%%

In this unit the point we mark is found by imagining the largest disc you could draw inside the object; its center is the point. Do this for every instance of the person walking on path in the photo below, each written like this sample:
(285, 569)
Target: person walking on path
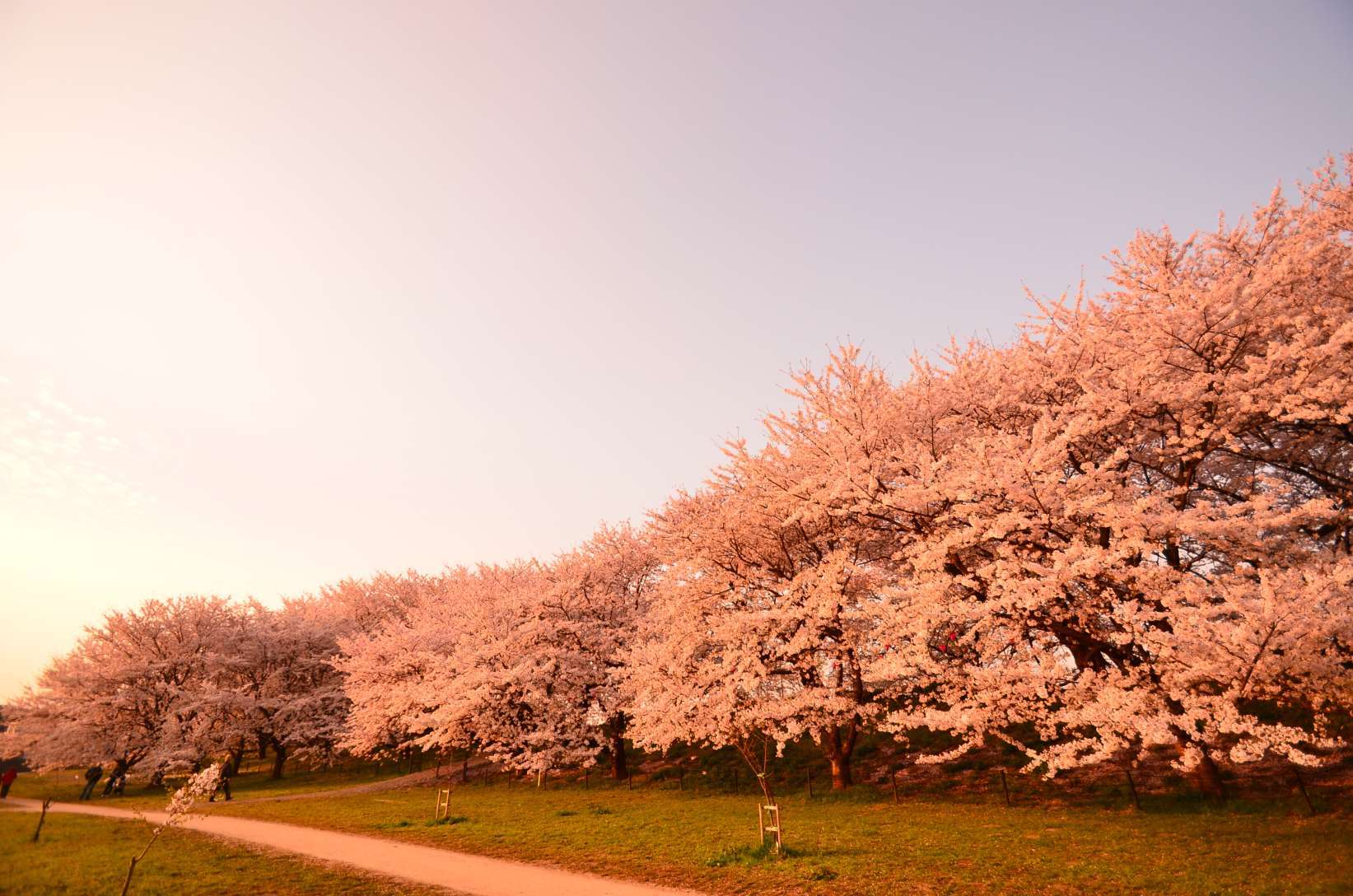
(6, 780)
(91, 780)
(222, 782)
(118, 780)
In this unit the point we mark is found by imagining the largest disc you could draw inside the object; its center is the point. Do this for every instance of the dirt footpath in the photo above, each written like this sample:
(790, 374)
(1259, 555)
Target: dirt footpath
(459, 872)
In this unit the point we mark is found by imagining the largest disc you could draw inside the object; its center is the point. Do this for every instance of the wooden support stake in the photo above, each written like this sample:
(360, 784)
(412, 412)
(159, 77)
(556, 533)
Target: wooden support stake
(1300, 786)
(1131, 786)
(42, 818)
(767, 820)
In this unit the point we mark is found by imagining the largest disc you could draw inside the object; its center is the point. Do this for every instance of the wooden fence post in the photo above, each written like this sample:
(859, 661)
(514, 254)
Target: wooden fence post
(1300, 786)
(42, 818)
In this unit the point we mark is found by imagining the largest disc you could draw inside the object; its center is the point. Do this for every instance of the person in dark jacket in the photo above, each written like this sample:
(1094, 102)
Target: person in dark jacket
(117, 780)
(91, 780)
(223, 782)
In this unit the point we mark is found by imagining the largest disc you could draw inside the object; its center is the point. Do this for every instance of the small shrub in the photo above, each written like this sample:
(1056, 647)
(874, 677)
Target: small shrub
(750, 856)
(450, 819)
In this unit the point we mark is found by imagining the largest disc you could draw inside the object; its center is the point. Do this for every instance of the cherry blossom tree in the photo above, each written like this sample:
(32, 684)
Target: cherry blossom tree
(763, 630)
(1136, 532)
(126, 692)
(275, 684)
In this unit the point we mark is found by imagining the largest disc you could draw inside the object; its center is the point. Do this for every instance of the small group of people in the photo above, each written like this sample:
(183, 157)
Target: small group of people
(118, 782)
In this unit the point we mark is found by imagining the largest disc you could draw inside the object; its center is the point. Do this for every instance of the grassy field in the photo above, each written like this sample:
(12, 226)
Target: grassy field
(856, 845)
(860, 845)
(79, 854)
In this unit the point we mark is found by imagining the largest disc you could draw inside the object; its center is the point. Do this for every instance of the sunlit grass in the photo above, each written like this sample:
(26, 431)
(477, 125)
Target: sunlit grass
(861, 843)
(80, 854)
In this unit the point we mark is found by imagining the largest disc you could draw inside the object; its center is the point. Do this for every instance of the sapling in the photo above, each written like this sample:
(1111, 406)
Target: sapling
(199, 786)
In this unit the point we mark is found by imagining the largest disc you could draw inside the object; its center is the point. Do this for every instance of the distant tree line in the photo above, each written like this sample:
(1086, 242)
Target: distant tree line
(1129, 530)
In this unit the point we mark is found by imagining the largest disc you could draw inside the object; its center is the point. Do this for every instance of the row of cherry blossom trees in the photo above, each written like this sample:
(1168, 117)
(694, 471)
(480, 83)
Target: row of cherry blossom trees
(1130, 530)
(168, 685)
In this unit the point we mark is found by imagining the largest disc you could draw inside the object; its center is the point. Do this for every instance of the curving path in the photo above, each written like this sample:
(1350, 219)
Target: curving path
(459, 872)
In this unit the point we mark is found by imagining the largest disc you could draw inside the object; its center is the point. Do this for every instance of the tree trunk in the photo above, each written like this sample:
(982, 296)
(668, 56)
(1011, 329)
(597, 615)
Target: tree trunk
(618, 768)
(841, 772)
(1209, 778)
(837, 751)
(279, 758)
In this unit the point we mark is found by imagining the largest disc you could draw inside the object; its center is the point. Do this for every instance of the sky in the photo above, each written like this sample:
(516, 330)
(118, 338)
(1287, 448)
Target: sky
(296, 292)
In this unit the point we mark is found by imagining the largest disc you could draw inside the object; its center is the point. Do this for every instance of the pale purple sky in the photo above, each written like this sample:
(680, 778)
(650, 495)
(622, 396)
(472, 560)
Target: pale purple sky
(299, 292)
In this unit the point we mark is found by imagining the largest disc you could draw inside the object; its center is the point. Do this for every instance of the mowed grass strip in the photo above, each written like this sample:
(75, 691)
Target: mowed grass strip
(861, 847)
(80, 854)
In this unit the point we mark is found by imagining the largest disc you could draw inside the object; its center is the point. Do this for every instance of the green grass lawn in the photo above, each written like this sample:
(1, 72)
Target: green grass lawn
(79, 854)
(861, 845)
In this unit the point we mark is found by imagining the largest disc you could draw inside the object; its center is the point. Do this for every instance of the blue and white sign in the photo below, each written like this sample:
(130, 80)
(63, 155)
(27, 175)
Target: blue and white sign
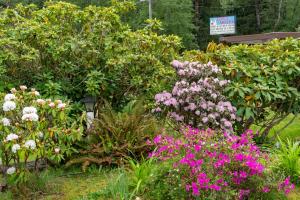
(222, 25)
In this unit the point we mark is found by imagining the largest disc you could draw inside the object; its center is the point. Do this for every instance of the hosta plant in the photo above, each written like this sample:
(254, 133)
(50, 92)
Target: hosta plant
(211, 165)
(33, 129)
(196, 98)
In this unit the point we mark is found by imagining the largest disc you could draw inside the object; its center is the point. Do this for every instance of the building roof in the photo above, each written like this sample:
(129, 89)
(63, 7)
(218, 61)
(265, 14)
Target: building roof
(258, 38)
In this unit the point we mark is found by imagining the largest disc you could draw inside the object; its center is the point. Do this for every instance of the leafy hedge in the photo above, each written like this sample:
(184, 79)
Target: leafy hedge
(264, 77)
(68, 50)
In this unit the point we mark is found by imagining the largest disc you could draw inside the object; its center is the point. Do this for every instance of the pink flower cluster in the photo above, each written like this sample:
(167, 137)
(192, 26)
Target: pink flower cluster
(210, 163)
(286, 186)
(196, 99)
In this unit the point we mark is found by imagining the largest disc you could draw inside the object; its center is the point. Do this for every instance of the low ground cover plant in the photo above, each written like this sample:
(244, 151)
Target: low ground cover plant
(116, 136)
(287, 159)
(212, 166)
(34, 129)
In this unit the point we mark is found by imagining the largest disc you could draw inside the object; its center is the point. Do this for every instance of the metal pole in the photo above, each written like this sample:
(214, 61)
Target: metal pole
(150, 9)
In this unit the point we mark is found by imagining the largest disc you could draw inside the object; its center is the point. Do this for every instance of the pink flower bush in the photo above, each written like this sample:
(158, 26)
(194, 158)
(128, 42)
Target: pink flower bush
(212, 164)
(196, 99)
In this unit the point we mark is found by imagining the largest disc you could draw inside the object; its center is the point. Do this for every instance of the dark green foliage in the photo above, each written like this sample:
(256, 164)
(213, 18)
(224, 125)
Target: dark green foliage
(263, 78)
(116, 136)
(288, 159)
(62, 49)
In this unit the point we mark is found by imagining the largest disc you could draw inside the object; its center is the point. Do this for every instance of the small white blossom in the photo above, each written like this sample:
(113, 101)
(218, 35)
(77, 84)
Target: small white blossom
(23, 87)
(5, 122)
(9, 97)
(11, 170)
(30, 144)
(9, 106)
(61, 105)
(57, 150)
(12, 136)
(33, 117)
(15, 148)
(29, 110)
(13, 90)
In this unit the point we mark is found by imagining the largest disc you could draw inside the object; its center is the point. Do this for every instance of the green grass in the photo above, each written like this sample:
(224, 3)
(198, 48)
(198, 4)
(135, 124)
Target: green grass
(65, 185)
(292, 131)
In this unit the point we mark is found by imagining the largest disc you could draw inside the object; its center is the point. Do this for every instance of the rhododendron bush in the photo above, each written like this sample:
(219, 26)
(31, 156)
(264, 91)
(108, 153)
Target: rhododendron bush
(196, 99)
(211, 165)
(33, 129)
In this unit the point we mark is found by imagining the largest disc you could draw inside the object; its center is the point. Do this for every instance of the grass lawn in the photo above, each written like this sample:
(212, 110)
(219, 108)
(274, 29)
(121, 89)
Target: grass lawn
(77, 186)
(60, 185)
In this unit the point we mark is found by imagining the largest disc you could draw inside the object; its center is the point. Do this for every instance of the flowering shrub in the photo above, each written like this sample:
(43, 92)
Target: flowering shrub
(197, 99)
(211, 165)
(33, 129)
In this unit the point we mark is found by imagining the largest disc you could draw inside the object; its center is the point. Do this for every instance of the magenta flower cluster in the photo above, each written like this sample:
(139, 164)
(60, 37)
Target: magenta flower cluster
(196, 99)
(210, 163)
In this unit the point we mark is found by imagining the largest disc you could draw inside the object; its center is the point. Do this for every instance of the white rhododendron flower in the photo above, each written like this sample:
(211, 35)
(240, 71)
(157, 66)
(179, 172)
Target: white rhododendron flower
(29, 110)
(5, 122)
(33, 117)
(9, 97)
(41, 101)
(13, 90)
(30, 144)
(12, 136)
(61, 105)
(15, 148)
(11, 170)
(57, 150)
(9, 106)
(23, 87)
(58, 101)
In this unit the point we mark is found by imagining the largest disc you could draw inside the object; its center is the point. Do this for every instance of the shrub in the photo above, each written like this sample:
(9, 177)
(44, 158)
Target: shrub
(197, 99)
(288, 159)
(262, 78)
(117, 136)
(77, 51)
(34, 129)
(211, 165)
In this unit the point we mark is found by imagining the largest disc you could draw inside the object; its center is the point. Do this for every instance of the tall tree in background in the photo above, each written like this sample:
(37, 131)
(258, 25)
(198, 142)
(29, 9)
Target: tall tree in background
(177, 17)
(190, 18)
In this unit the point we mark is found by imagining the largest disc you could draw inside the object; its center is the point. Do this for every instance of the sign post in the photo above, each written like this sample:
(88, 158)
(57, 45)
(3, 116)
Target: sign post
(222, 25)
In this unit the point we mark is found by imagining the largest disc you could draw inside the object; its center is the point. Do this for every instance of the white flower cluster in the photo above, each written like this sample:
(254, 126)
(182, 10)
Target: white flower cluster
(30, 114)
(5, 121)
(9, 105)
(11, 137)
(11, 170)
(15, 148)
(30, 144)
(9, 97)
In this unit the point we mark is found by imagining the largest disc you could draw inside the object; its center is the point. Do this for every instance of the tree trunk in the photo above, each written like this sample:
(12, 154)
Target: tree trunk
(197, 10)
(279, 15)
(257, 13)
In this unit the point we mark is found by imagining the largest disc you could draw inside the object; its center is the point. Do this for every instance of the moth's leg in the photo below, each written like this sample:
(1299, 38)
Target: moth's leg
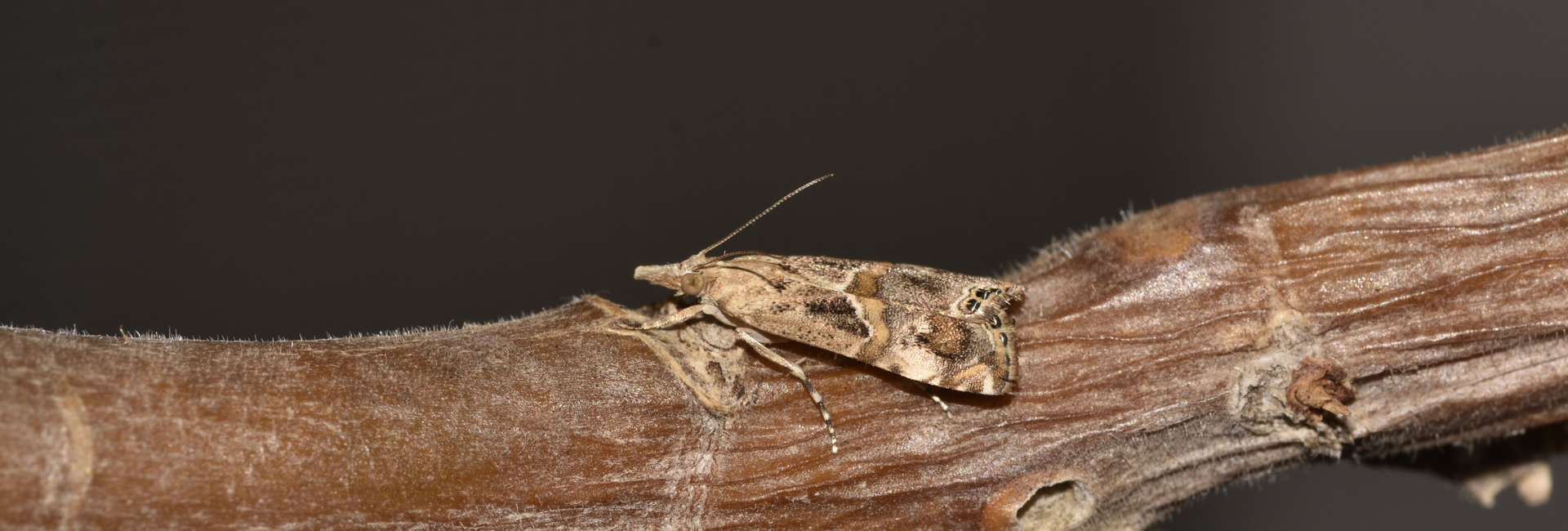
(756, 343)
(679, 317)
(938, 401)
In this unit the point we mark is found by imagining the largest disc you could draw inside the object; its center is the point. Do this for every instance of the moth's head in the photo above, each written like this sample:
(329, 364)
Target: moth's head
(678, 276)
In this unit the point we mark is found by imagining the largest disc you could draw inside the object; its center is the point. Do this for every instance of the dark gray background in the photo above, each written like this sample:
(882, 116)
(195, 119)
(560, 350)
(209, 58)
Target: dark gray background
(306, 170)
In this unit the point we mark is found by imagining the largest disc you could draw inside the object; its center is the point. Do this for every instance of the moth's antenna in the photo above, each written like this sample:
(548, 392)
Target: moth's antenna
(764, 213)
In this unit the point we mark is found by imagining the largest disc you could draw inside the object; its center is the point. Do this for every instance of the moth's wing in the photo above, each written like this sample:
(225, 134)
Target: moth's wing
(927, 346)
(935, 290)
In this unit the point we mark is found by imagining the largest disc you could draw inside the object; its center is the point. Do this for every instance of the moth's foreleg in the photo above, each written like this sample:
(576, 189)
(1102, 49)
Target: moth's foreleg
(751, 339)
(938, 401)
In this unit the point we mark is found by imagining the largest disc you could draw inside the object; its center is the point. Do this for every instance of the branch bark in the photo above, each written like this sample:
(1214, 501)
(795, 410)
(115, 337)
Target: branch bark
(1416, 306)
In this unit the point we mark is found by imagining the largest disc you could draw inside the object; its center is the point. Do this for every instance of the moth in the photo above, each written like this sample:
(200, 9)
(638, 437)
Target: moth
(927, 324)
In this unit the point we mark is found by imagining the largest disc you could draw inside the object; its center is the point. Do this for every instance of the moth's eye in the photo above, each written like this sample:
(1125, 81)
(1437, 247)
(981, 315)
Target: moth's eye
(693, 284)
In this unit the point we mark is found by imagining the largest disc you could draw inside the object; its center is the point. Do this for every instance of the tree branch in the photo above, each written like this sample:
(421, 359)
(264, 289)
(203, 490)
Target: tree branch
(1363, 314)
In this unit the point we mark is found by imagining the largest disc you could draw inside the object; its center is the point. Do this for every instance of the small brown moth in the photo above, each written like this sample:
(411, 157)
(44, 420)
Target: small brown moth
(925, 324)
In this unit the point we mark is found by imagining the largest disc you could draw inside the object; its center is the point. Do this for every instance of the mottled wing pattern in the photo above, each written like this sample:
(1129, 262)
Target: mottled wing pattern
(921, 343)
(963, 297)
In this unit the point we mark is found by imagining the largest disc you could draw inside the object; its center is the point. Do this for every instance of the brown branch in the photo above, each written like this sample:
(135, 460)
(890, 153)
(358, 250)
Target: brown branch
(1371, 312)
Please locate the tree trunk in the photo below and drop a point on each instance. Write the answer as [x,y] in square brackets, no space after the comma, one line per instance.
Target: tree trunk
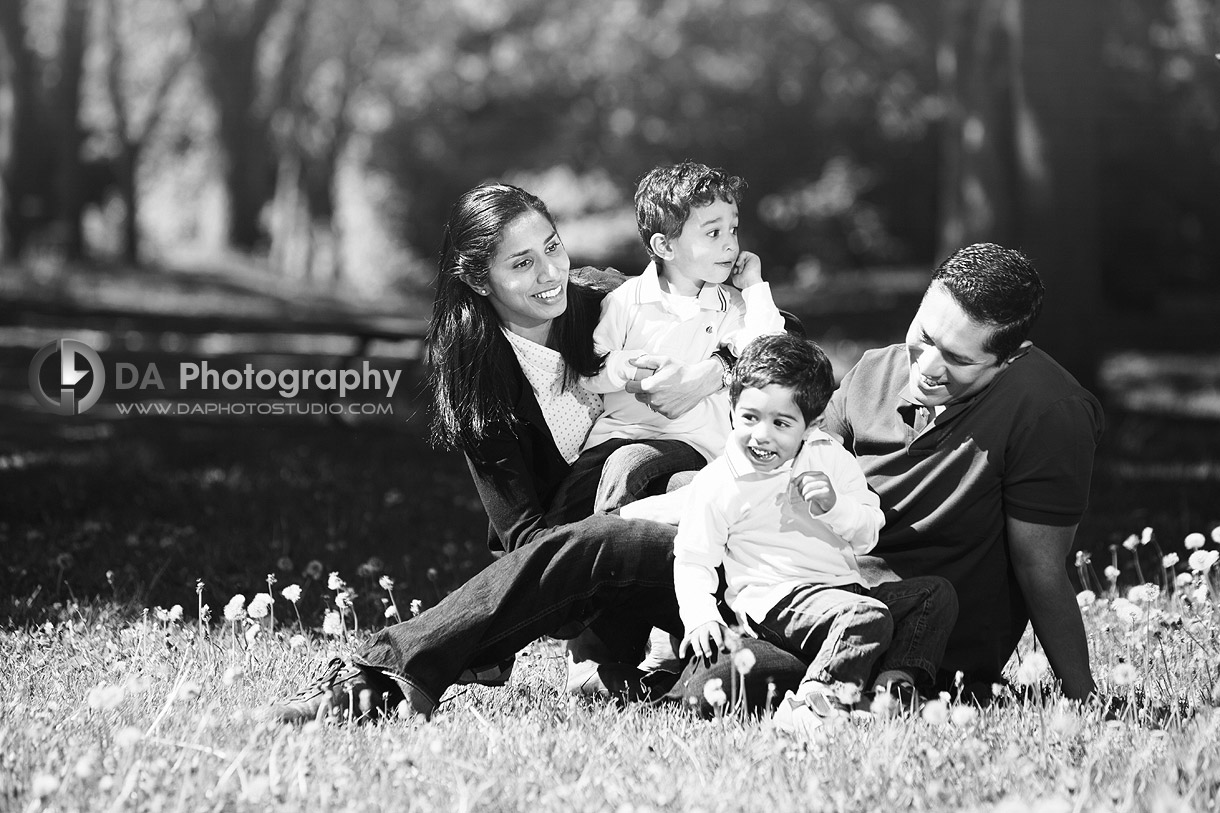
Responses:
[1021,79]
[1057,149]
[70,193]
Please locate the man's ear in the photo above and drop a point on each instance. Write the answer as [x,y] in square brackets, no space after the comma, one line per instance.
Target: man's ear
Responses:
[1021,350]
[660,245]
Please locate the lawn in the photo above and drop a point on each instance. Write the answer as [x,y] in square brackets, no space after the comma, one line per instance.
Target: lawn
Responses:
[117,701]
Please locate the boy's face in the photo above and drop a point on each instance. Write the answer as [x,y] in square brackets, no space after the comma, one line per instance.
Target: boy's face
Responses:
[767,426]
[704,250]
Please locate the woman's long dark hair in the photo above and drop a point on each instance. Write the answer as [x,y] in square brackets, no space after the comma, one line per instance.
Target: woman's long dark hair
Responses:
[471,365]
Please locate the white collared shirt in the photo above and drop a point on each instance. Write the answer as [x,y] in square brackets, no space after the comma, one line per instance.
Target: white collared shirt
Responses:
[638,317]
[765,534]
[569,413]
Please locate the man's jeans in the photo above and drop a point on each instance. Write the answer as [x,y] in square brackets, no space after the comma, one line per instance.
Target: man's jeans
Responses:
[617,573]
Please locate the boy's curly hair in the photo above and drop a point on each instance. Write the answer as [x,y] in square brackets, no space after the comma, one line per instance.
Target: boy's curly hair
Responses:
[666,194]
[791,361]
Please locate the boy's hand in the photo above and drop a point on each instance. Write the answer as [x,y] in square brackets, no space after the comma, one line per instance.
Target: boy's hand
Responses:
[815,487]
[747,271]
[704,641]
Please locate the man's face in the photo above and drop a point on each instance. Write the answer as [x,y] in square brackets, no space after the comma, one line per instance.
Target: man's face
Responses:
[948,363]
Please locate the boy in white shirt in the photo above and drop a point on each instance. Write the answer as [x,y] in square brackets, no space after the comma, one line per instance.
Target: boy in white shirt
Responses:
[681,308]
[786,510]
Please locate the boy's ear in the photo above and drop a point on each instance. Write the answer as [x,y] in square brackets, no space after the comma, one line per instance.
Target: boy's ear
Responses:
[660,245]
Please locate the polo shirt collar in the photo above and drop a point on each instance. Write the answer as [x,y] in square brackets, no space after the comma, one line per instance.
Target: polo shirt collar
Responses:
[710,297]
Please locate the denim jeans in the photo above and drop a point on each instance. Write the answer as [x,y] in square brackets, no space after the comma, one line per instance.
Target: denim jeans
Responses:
[614,574]
[617,473]
[924,610]
[838,630]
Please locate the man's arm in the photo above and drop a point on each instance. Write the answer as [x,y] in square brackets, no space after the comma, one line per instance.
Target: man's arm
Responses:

%%

• _Set problem_: Return unchanged the lines of the entries from the one containing "Please locate the man's arm" through the end of the entries, including both ends.

• _Full solution_:
Please locate the man's arm in the photo above and drop a point on each instance. Write the answer as [x,y] in square brackets, no space after the comma, one line per instance.
Target: man's arm
Responses:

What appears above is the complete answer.